EXERCISE AIM ::
Select each line of the rows below that contains the string "panel", and copy those lines out.

Box annotations for photos
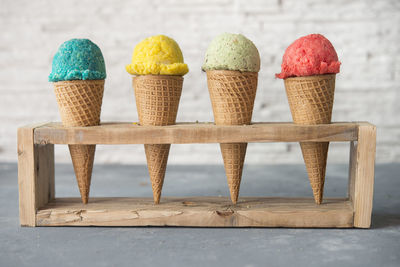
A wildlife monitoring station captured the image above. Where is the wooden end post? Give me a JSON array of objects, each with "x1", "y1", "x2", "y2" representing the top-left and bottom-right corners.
[
  {"x1": 349, "y1": 123, "x2": 376, "y2": 228},
  {"x1": 18, "y1": 124, "x2": 55, "y2": 226}
]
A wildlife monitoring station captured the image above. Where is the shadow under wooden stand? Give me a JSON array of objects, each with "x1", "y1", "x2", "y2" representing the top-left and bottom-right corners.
[{"x1": 18, "y1": 122, "x2": 376, "y2": 228}]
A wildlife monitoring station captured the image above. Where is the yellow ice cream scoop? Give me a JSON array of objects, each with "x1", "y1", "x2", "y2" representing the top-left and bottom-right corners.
[{"x1": 126, "y1": 35, "x2": 189, "y2": 76}]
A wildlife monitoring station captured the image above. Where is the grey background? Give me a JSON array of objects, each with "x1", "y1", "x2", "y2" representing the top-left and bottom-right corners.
[
  {"x1": 0, "y1": 0, "x2": 400, "y2": 165},
  {"x1": 0, "y1": 164, "x2": 400, "y2": 267}
]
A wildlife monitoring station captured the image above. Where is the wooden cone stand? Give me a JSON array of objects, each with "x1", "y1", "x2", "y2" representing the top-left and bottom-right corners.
[{"x1": 18, "y1": 122, "x2": 376, "y2": 228}]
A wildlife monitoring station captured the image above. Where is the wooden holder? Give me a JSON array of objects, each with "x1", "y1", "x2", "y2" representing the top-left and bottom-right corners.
[{"x1": 18, "y1": 122, "x2": 376, "y2": 228}]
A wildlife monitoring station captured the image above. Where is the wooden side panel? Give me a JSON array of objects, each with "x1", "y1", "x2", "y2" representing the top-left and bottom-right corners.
[
  {"x1": 350, "y1": 123, "x2": 376, "y2": 228},
  {"x1": 37, "y1": 197, "x2": 353, "y2": 228},
  {"x1": 17, "y1": 123, "x2": 55, "y2": 226},
  {"x1": 35, "y1": 123, "x2": 358, "y2": 145},
  {"x1": 34, "y1": 144, "x2": 55, "y2": 208},
  {"x1": 18, "y1": 127, "x2": 36, "y2": 226},
  {"x1": 347, "y1": 141, "x2": 357, "y2": 202}
]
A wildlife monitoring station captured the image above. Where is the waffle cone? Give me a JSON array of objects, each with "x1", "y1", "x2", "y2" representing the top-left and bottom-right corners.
[
  {"x1": 54, "y1": 80, "x2": 104, "y2": 204},
  {"x1": 133, "y1": 75, "x2": 183, "y2": 204},
  {"x1": 207, "y1": 70, "x2": 258, "y2": 203},
  {"x1": 285, "y1": 74, "x2": 336, "y2": 204}
]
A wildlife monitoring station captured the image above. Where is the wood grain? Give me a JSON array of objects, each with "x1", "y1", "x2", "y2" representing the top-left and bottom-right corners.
[
  {"x1": 34, "y1": 144, "x2": 55, "y2": 207},
  {"x1": 349, "y1": 123, "x2": 376, "y2": 228},
  {"x1": 36, "y1": 197, "x2": 353, "y2": 228},
  {"x1": 35, "y1": 122, "x2": 358, "y2": 145},
  {"x1": 17, "y1": 123, "x2": 49, "y2": 226}
]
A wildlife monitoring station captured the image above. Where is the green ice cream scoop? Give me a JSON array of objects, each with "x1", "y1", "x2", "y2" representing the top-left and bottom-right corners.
[
  {"x1": 202, "y1": 33, "x2": 260, "y2": 72},
  {"x1": 49, "y1": 39, "x2": 106, "y2": 82}
]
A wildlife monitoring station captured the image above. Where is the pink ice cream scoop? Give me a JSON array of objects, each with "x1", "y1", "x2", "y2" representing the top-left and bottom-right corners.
[{"x1": 275, "y1": 34, "x2": 341, "y2": 79}]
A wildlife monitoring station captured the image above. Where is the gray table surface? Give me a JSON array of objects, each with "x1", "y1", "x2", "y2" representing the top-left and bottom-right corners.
[{"x1": 0, "y1": 163, "x2": 400, "y2": 267}]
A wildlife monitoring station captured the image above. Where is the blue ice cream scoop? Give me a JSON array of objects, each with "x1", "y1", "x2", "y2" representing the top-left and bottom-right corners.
[{"x1": 49, "y1": 39, "x2": 106, "y2": 82}]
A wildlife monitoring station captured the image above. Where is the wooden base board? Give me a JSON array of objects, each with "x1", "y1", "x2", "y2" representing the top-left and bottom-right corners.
[{"x1": 36, "y1": 197, "x2": 354, "y2": 228}]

OUTPUT OF THE TASK ::
A wildlife monitoring station captured the image above. Where is the wooden side panel? Give me a JSON array of objects, each with "x1", "y1", "x2", "y2" representing the top-left and bottom-right corners.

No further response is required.